What is being asked – Character for character, give back every line below.
BEGIN Supplied data
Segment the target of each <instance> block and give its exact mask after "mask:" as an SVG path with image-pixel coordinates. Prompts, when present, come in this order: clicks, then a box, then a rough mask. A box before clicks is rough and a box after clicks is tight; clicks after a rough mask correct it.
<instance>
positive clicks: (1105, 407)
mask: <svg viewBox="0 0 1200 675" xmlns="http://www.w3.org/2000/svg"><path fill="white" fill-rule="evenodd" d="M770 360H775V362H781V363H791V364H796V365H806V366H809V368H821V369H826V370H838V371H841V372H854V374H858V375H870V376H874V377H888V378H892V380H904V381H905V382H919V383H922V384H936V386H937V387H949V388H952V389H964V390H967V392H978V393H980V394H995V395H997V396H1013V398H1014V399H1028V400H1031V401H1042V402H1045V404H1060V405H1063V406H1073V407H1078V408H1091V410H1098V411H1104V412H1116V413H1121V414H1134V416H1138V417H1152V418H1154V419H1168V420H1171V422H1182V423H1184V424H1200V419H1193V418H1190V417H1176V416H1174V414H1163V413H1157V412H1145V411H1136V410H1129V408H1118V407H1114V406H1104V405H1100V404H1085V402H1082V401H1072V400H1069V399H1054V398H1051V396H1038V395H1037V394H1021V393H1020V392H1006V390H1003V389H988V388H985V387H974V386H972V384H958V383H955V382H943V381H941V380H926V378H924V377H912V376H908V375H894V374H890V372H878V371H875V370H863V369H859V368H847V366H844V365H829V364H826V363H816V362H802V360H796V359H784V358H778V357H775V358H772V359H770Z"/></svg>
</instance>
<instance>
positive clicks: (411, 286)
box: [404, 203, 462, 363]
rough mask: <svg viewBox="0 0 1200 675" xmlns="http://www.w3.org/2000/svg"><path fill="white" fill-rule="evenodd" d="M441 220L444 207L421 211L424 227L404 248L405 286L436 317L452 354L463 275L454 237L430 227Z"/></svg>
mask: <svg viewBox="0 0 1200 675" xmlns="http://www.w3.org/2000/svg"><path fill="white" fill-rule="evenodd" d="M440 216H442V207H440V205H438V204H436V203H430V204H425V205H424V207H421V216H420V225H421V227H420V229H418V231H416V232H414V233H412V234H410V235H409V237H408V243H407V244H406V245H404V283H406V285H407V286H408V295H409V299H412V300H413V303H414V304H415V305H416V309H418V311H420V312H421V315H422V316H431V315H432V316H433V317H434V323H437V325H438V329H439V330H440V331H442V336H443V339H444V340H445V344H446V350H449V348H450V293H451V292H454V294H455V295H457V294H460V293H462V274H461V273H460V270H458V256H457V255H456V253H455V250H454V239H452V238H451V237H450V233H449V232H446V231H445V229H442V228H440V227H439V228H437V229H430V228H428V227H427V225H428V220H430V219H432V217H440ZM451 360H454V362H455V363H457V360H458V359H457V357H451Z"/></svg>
END Supplied data
Expected answer –
Segment the target of each <instance> block and give its exact mask after "mask:" as an SVG path with image-pixel coordinates. Prompts, when present, come in this order: clicks, then a box, then a rough mask. A box before clicks is rough and a box after clicks is tight; clicks after a rough mask correct it.
<instance>
positive clicks: (1105, 407)
mask: <svg viewBox="0 0 1200 675" xmlns="http://www.w3.org/2000/svg"><path fill="white" fill-rule="evenodd" d="M770 360H775V362H781V363H791V364H796V365H806V366H809V368H821V369H826V370H838V371H841V372H854V374H858V375H870V376H874V377H888V378H892V380H904V381H905V382H919V383H922V384H936V386H937V387H949V388H952V389H964V390H967V392H978V393H980V394H995V395H997V396H1013V398H1014V399H1028V400H1031V401H1042V402H1045V404H1060V405H1063V406H1073V407H1078V408H1091V410H1098V411H1104V412H1116V413H1121V414H1134V416H1138V417H1152V418H1154V419H1168V420H1171V422H1182V423H1184V424H1200V419H1193V418H1190V417H1176V416H1174V414H1163V413H1157V412H1145V411H1136V410H1129V408H1118V407H1114V406H1104V405H1100V404H1085V402H1082V401H1072V400H1069V399H1054V398H1051V396H1038V395H1037V394H1021V393H1020V392H1006V390H1003V389H988V388H985V387H974V386H972V384H958V383H955V382H943V381H941V380H926V378H924V377H912V376H908V375H894V374H890V372H878V371H875V370H863V369H859V368H847V366H844V365H829V364H826V363H816V362H802V360H796V359H784V358H778V357H775V358H772V359H770Z"/></svg>
</instance>
<instance>
positive clicks: (411, 286)
box: [404, 203, 462, 363]
rough mask: <svg viewBox="0 0 1200 675" xmlns="http://www.w3.org/2000/svg"><path fill="white" fill-rule="evenodd" d="M441 220L444 207L421 211L424 227L404 248L405 286L436 317L452 354L463 275L454 237L430 227Z"/></svg>
mask: <svg viewBox="0 0 1200 675" xmlns="http://www.w3.org/2000/svg"><path fill="white" fill-rule="evenodd" d="M440 216H442V207H440V205H438V204H436V203H430V204H425V205H424V207H421V216H420V225H421V227H420V229H418V231H416V232H414V233H412V234H410V235H409V237H408V243H407V244H406V245H404V283H406V285H407V286H408V295H409V299H412V300H413V303H414V304H415V305H416V309H418V311H420V312H421V315H422V316H431V315H432V316H433V317H434V323H437V325H438V329H439V330H440V331H442V336H443V339H444V340H445V344H446V350H449V348H450V293H451V292H454V294H455V295H457V294H460V293H462V274H461V273H460V270H458V256H457V255H456V253H455V250H454V239H452V238H451V237H450V233H449V232H446V231H445V229H442V228H440V227H439V228H437V229H430V228H428V227H427V225H428V220H430V219H432V217H440ZM451 360H454V362H455V363H457V360H458V359H457V357H451Z"/></svg>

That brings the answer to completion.